_Required task_: From the first item through the line containing "x=50, y=903", inclusive, swap "pine tree" for "fir tree" and keep everything else the same. Give back only those lines.

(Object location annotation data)
--- Begin ---

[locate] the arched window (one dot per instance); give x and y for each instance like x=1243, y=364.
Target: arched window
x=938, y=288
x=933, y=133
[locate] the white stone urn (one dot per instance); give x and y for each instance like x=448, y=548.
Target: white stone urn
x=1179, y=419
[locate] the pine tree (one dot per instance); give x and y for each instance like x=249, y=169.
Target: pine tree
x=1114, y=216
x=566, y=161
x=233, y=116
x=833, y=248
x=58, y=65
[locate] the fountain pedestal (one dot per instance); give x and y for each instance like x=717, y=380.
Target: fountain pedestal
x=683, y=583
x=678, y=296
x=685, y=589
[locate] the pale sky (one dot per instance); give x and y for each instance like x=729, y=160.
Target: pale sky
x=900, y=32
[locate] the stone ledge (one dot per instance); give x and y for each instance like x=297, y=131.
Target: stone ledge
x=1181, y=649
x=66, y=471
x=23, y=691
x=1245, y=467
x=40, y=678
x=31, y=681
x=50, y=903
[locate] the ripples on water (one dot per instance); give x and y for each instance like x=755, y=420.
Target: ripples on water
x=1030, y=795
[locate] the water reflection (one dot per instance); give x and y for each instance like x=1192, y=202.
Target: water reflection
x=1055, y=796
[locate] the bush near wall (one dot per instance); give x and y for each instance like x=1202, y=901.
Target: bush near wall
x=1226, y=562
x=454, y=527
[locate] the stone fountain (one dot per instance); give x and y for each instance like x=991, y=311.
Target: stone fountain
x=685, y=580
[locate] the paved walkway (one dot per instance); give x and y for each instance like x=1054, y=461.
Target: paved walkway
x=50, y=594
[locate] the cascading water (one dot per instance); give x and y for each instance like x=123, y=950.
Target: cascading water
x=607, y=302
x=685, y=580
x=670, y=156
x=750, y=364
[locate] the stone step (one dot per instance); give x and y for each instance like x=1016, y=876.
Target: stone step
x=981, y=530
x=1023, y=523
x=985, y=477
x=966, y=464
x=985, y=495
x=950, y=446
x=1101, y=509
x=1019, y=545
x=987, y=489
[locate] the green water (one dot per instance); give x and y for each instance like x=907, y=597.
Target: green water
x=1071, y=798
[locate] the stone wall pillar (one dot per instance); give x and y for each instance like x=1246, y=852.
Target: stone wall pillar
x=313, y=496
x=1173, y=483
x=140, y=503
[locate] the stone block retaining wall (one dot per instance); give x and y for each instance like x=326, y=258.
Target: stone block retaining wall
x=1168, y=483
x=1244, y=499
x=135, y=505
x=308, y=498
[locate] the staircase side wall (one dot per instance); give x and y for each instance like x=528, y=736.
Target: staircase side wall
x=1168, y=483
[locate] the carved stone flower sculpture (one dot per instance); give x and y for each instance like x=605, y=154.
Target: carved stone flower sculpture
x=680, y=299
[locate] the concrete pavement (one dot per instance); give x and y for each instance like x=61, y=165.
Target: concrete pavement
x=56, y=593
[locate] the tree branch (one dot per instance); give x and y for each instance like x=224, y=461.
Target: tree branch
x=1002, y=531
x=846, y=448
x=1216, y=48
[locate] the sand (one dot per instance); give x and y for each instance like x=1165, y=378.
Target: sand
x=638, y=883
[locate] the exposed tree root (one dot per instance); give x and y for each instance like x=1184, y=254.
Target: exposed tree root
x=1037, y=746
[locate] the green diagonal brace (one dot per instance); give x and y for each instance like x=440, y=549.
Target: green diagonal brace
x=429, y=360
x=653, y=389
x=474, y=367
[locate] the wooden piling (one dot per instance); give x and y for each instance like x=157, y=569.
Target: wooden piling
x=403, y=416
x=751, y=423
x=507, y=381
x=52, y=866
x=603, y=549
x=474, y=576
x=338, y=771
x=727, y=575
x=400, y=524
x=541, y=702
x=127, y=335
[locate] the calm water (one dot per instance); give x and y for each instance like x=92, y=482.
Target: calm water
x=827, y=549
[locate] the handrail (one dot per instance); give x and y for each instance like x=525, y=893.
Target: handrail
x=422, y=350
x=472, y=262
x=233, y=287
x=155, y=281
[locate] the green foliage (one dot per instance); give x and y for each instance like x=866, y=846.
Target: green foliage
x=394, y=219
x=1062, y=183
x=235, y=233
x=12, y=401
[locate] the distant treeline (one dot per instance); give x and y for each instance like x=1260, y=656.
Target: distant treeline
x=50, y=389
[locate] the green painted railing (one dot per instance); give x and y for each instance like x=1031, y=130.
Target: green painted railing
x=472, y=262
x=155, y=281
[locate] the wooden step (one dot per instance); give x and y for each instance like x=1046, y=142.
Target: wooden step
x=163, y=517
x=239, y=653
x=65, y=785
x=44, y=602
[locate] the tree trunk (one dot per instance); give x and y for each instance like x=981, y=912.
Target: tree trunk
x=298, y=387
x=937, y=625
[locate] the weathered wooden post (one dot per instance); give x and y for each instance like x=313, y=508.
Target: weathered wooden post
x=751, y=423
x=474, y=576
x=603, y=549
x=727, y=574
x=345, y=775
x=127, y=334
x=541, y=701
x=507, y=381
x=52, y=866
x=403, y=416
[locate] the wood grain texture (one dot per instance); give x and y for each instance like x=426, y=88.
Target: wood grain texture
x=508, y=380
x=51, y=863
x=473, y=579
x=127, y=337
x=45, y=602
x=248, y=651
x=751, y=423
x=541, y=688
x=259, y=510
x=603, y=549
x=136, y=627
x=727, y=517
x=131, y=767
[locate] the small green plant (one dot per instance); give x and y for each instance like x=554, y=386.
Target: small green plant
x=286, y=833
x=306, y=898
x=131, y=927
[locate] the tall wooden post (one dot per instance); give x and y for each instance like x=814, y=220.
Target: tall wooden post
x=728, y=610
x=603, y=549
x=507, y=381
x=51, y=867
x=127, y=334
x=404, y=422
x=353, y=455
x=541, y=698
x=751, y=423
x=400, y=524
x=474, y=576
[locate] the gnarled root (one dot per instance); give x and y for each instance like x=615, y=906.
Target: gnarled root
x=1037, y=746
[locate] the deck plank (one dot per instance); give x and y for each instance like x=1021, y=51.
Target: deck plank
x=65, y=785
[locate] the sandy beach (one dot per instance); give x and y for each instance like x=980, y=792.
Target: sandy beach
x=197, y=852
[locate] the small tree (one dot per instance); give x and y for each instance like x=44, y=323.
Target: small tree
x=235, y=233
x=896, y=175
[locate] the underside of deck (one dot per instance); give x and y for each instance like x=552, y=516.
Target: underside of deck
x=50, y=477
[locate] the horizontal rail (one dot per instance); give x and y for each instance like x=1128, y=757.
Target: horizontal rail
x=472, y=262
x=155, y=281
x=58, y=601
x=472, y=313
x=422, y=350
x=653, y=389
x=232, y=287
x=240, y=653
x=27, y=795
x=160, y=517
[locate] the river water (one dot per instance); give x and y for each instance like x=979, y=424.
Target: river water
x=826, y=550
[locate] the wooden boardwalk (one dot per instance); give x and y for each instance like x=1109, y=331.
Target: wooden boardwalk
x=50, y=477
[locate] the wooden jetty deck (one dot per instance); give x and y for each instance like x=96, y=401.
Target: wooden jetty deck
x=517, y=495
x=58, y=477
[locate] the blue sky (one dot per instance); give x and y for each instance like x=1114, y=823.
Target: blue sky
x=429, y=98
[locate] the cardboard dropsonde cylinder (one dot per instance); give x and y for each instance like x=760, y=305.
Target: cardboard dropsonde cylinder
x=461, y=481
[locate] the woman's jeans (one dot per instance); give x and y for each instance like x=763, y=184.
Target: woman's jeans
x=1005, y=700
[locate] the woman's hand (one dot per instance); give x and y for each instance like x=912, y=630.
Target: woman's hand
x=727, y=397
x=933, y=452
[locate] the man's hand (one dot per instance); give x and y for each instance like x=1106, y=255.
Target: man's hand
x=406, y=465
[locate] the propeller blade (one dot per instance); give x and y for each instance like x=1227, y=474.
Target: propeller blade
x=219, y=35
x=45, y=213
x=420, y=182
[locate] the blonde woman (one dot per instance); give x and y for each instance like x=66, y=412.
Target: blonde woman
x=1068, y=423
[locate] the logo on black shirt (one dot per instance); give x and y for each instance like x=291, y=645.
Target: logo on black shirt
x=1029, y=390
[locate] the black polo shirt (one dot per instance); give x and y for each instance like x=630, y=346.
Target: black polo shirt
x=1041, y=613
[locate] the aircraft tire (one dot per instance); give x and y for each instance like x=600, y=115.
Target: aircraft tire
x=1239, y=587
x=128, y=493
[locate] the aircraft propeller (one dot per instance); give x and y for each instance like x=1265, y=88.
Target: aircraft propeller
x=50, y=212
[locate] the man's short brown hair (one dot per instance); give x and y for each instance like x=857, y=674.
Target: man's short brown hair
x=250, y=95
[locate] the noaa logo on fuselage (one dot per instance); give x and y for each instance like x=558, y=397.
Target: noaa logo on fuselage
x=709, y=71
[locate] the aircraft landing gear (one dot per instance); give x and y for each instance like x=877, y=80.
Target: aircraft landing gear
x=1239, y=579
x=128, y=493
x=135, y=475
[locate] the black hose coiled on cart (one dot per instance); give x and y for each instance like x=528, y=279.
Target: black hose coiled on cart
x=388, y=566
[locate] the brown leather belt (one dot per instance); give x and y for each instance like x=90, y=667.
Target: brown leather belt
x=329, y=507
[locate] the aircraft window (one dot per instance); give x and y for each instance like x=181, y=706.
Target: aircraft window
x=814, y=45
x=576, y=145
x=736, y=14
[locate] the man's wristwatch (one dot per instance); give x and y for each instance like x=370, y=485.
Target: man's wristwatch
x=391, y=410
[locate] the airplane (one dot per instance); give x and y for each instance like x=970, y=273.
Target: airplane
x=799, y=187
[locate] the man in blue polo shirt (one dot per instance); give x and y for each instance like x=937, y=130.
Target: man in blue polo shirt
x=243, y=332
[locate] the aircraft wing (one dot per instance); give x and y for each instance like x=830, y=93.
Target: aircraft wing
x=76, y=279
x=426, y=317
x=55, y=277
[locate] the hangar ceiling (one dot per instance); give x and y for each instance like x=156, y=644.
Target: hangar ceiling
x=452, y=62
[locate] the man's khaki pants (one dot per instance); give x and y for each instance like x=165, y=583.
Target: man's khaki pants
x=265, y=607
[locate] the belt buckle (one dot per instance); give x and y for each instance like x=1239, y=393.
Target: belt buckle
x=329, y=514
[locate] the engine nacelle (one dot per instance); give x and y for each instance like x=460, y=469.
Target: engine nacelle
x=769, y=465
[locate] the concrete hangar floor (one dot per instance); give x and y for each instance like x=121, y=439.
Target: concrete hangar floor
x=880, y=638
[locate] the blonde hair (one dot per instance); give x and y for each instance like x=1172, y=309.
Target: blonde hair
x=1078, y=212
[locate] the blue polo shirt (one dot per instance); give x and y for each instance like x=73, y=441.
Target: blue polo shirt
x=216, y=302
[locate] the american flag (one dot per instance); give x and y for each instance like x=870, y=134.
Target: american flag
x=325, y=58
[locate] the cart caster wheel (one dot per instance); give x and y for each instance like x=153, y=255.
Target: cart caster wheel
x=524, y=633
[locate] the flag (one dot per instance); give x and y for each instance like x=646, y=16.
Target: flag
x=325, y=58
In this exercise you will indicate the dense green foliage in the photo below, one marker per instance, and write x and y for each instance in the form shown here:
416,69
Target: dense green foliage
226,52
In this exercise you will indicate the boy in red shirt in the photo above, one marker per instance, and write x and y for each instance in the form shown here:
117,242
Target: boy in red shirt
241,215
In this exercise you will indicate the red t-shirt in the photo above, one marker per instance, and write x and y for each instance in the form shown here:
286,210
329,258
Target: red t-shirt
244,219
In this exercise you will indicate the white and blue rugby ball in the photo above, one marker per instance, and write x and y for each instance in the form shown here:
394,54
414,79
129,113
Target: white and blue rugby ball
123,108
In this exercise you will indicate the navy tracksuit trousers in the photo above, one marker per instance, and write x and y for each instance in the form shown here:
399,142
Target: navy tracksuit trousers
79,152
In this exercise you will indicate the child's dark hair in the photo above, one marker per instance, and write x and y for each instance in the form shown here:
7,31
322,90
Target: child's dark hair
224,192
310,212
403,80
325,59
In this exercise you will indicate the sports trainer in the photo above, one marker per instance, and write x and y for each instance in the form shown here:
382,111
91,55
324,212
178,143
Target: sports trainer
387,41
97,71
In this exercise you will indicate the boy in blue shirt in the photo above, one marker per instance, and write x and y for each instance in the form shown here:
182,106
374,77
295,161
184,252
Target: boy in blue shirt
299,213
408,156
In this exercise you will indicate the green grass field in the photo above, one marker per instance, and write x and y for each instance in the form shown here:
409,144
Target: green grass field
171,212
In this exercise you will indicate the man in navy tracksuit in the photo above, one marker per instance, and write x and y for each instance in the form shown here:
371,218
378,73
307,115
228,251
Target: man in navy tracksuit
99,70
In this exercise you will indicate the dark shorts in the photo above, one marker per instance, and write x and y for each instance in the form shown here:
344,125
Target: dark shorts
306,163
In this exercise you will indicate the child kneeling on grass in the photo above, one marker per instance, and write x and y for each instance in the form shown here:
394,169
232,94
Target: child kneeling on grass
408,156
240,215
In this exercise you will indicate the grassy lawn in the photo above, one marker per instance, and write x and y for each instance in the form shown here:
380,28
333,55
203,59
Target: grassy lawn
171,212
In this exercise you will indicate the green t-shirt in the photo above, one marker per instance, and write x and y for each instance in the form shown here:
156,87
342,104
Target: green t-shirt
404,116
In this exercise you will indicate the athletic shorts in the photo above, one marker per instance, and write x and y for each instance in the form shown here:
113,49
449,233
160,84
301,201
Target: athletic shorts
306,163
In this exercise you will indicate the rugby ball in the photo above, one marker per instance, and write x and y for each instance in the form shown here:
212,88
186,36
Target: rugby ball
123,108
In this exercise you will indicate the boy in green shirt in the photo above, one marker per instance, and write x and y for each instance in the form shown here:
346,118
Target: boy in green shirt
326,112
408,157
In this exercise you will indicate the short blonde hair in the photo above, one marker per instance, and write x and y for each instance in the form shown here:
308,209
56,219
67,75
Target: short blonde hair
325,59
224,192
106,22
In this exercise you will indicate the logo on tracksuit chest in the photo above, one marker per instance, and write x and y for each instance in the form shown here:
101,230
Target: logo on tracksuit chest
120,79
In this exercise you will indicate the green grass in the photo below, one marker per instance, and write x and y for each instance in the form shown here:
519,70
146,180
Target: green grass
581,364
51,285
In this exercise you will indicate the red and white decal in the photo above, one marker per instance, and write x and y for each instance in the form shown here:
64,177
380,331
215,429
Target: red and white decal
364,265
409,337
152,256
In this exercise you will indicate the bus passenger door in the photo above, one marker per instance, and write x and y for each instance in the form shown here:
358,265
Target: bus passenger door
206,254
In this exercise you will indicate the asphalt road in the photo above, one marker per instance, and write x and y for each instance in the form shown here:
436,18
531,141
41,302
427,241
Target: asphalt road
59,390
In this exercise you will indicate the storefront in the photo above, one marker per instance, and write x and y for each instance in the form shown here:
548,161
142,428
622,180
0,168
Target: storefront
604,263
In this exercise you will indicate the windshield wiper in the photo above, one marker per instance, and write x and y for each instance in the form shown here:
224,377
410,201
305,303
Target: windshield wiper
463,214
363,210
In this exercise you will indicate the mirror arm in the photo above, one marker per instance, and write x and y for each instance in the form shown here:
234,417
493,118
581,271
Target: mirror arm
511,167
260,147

--- End ---

_Response_:
[locate] the arched window (one dot per instance); give x and y for each instance like x=1243, y=364.
Target: arched window
x=938, y=288
x=933, y=133
[locate] the white stone urn (one dot per instance); give x and y for each instance like x=448, y=548.
Target: white stone urn
x=1179, y=419
[locate] the fir tree (one dot per instance); give x and y for each instance like x=249, y=169.
Target: fir tree
x=1114, y=216
x=566, y=161
x=233, y=116
x=833, y=248
x=58, y=65
[locate] the fountain pedestal (one dot per instance); give x and y for each instance like x=717, y=380.
Target: fountain pedestal
x=683, y=583
x=678, y=296
x=685, y=589
[locate] the pale sky (one dot per instance); give x and y for each instance like x=729, y=160.
Target: pale sky
x=900, y=32
[locate] the stone ledge (one dot per instance); give x and y for each instance like x=297, y=131.
Target: stone ledge
x=1181, y=649
x=66, y=471
x=23, y=691
x=1245, y=467
x=40, y=678
x=31, y=681
x=50, y=903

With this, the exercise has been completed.